::: ROWS :::
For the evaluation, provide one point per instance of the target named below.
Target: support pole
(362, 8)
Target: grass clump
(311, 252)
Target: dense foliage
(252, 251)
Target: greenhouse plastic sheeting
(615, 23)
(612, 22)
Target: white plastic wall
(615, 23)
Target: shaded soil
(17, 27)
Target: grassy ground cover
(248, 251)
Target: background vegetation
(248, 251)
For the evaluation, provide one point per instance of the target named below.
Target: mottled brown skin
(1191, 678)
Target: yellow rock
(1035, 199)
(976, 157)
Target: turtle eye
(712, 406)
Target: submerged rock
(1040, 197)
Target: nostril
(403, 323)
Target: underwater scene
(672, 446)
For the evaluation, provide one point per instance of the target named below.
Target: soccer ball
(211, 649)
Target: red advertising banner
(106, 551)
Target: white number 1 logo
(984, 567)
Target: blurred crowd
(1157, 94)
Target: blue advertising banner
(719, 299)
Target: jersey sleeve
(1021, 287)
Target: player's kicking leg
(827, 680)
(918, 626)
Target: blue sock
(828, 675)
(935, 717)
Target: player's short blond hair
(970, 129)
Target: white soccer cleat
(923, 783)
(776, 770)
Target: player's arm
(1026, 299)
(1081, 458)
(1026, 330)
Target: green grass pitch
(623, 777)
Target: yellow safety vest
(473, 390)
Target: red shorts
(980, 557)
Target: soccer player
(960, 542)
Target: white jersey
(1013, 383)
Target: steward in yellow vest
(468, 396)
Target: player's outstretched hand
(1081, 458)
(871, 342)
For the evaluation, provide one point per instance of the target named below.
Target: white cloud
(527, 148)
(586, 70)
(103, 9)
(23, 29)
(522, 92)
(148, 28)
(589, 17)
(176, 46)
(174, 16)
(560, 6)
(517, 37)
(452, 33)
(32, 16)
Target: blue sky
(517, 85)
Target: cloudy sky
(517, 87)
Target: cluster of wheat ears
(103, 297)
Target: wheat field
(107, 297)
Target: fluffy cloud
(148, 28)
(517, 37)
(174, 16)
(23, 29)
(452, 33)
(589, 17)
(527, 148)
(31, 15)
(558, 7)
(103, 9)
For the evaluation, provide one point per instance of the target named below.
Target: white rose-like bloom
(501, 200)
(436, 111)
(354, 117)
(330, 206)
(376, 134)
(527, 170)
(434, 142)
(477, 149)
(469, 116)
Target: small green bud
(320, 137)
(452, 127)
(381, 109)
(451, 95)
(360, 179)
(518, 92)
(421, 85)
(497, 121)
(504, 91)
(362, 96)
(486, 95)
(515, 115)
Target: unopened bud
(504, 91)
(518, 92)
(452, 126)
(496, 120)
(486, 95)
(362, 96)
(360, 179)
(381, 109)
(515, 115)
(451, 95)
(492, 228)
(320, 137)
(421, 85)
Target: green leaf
:::
*WHAT IS EXPECTED*
Please copy out each record, character for character.

*RESULT*
For the evaluation, provide one point per instance of the target named below.
Target: support pole
(362, 8)
Target: grass clump
(311, 252)
Target: dense foliage
(252, 251)
Target: greenhouse plastic sheeting
(615, 23)
(612, 22)
Target: white plastic wall
(615, 23)
Target: shaded soil
(17, 27)
Target: grassy ground cover
(248, 251)
Target: background vegetation
(248, 251)
For the evaluation, provide one point per instance of the target named below.
Target: mottled brown skin
(1191, 678)
Target: yellow rock
(1035, 199)
(976, 157)
Target: turtle eye
(712, 406)
Target: submerged rock
(1040, 197)
Target: nostril
(403, 323)
Target: underwater scene
(672, 446)
For the evaluation, provide one point per instance of the target named below.
Target: soccer ball
(211, 649)
Target: red advertising banner
(106, 551)
Target: white number 1 logo
(984, 567)
Target: blurred crowd
(1157, 94)
Target: blue advertising banner
(719, 299)
Target: jersey sleeve
(1021, 287)
Target: player's kicking leg
(827, 680)
(918, 626)
Target: blue sock
(828, 675)
(935, 717)
Target: player's short blond hair
(970, 129)
Target: white soccer cleat
(923, 783)
(776, 770)
Target: player's arm
(1026, 299)
(1081, 458)
(1026, 330)
Target: green grass pitch
(623, 777)
Target: yellow safety vest
(473, 390)
Target: red shorts
(980, 557)
Target: soccer player
(960, 542)
Target: white jersey
(1013, 383)
Target: steward in yellow vest
(468, 396)
Target: player's outstretched hand
(1081, 458)
(871, 342)
For the evaluation, provide one point per instance of the target named below.
Target: white cloud
(527, 148)
(586, 70)
(103, 9)
(23, 29)
(522, 92)
(148, 28)
(589, 17)
(176, 46)
(174, 16)
(560, 6)
(517, 37)
(452, 33)
(32, 16)
Target: blue sky
(517, 85)
Target: cloudy sky
(517, 87)
Target: cluster of wheat ears
(103, 297)
Target: wheat field
(107, 297)
Target: fluffy cloud
(148, 28)
(517, 37)
(174, 16)
(23, 29)
(452, 33)
(589, 17)
(527, 148)
(31, 15)
(558, 7)
(103, 9)
For the evaluation, provide one point per instance of the target named below.
Target: white rose-like bloom
(501, 200)
(436, 111)
(354, 117)
(330, 206)
(376, 134)
(527, 170)
(434, 142)
(477, 149)
(469, 116)
Target: small green bud
(320, 137)
(452, 127)
(381, 109)
(451, 95)
(360, 179)
(518, 92)
(421, 85)
(497, 121)
(504, 91)
(362, 96)
(486, 95)
(515, 115)
Target: unopened bud
(504, 91)
(518, 92)
(452, 126)
(496, 120)
(486, 95)
(362, 96)
(360, 179)
(381, 109)
(515, 115)
(451, 95)
(492, 228)
(320, 137)
(421, 85)
Target: green leaf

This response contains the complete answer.